> **Requirement**
Reproduce the listing below with every occurrence of "instance" replaced by "region", leaving all other text unchanged. Omit the pictures from your version.

> **Supplied entries**
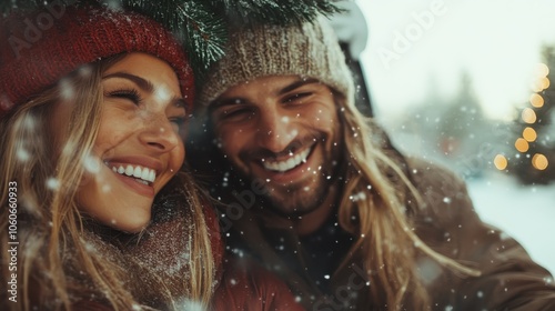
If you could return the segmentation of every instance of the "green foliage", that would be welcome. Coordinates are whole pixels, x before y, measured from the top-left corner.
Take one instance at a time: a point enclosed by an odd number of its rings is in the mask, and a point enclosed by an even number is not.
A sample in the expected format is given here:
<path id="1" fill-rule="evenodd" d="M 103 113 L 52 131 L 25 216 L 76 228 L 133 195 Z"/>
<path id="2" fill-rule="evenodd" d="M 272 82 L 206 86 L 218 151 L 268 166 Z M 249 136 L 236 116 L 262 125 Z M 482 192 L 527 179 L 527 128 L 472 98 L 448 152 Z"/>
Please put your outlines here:
<path id="1" fill-rule="evenodd" d="M 180 40 L 198 78 L 223 56 L 229 26 L 285 26 L 311 21 L 317 13 L 330 16 L 340 11 L 331 0 L 9 0 L 0 2 L 0 12 L 7 16 L 49 3 L 100 4 L 150 17 Z"/>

> **Answer for this exercise**
If you could return the segmentation of every region of the "green foliage", that would be welcome. Coordinates are whole pixels, x before y, measured from the top-left corner.
Take one region at a time: a point enclosed by an odd number of its rings is in the mask, and a point enclosed by an even number is not.
A sample in the expected format is given here:
<path id="1" fill-rule="evenodd" d="M 103 113 L 52 131 L 25 216 L 76 228 L 133 195 Z"/>
<path id="2" fill-rule="evenodd" d="M 272 82 L 206 86 L 218 151 L 268 166 Z M 249 136 L 236 116 L 262 125 Z M 482 192 L 527 179 L 527 128 L 472 98 L 448 152 Z"/>
Please put your outlines here:
<path id="1" fill-rule="evenodd" d="M 180 40 L 198 78 L 223 56 L 229 26 L 285 26 L 311 21 L 317 13 L 330 16 L 340 11 L 331 0 L 9 0 L 0 2 L 0 12 L 7 16 L 49 3 L 100 4 L 150 17 Z"/>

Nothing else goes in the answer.